■ TASK DETAILS
In the data that follows, count each line with the string "tree"; the reply is the number only.

■ DATA EXTRACTS
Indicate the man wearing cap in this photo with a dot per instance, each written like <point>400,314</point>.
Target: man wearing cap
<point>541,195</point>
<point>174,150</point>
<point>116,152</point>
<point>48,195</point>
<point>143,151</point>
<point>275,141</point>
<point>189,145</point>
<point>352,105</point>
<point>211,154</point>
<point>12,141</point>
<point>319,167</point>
...
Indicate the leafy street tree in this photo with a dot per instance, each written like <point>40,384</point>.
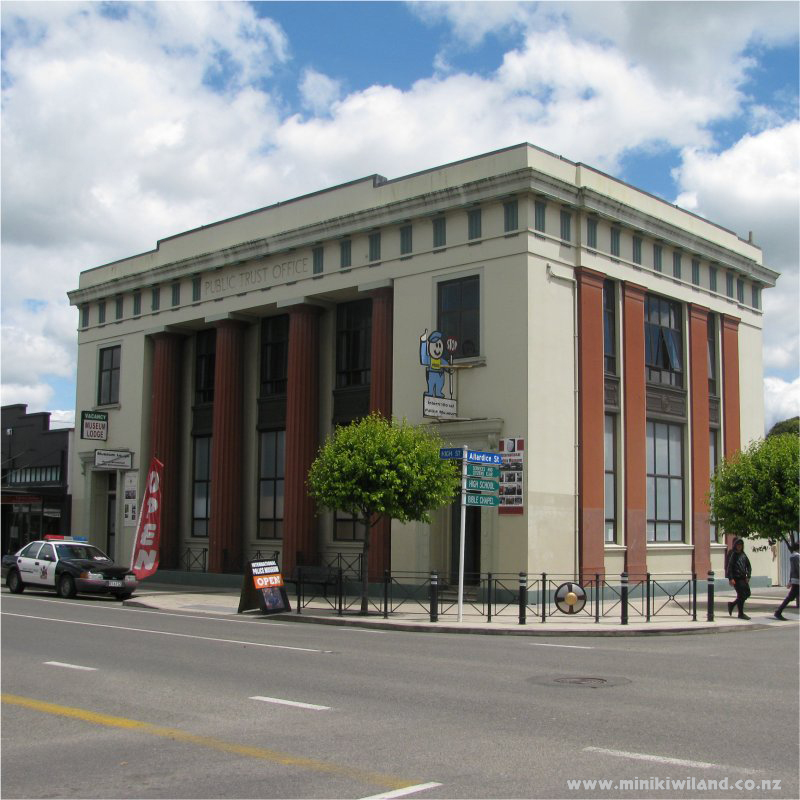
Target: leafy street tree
---
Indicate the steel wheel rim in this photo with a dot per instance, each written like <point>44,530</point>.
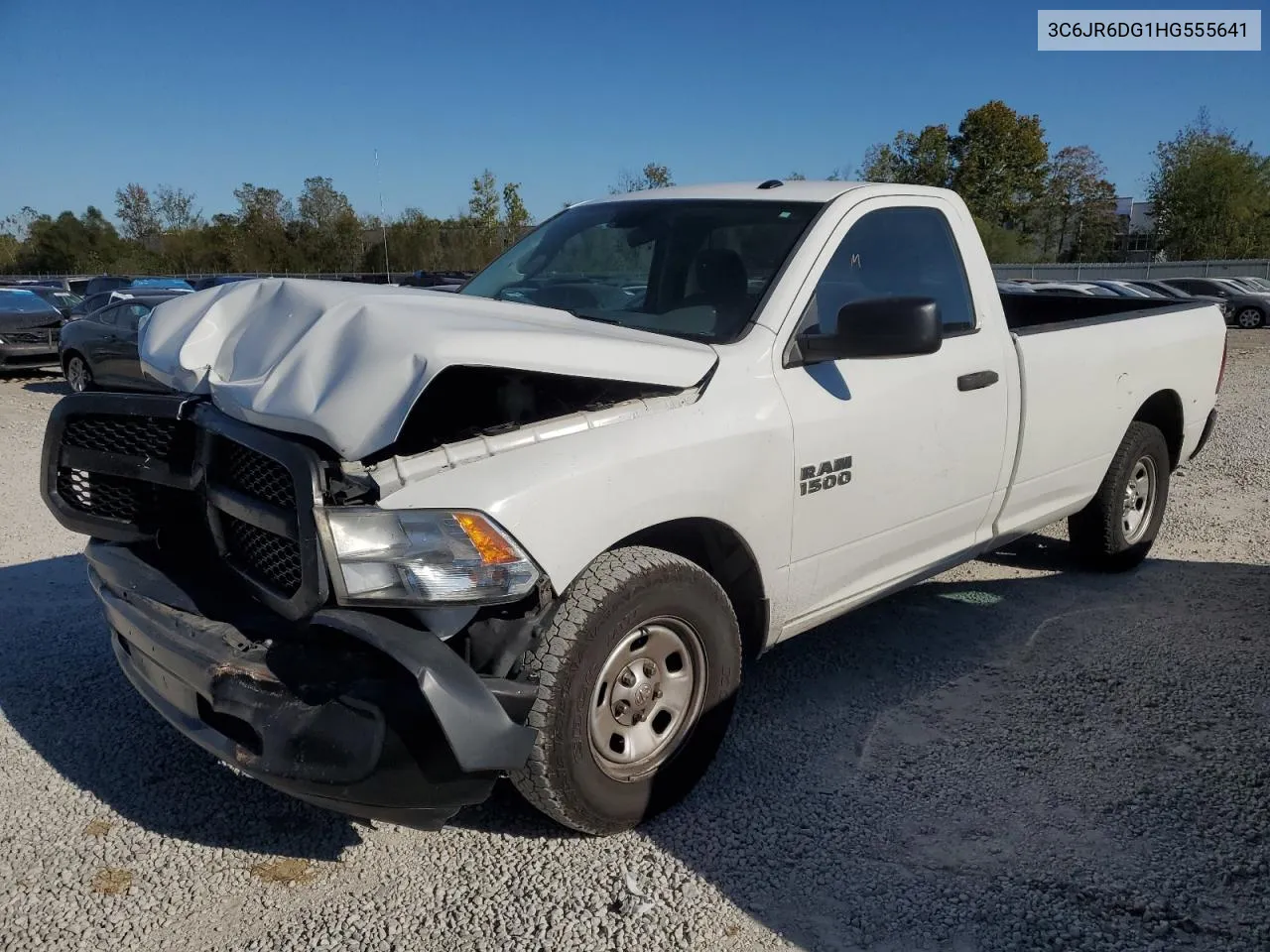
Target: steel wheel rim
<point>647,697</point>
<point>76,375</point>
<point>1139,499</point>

■ ANSWER SECTION
2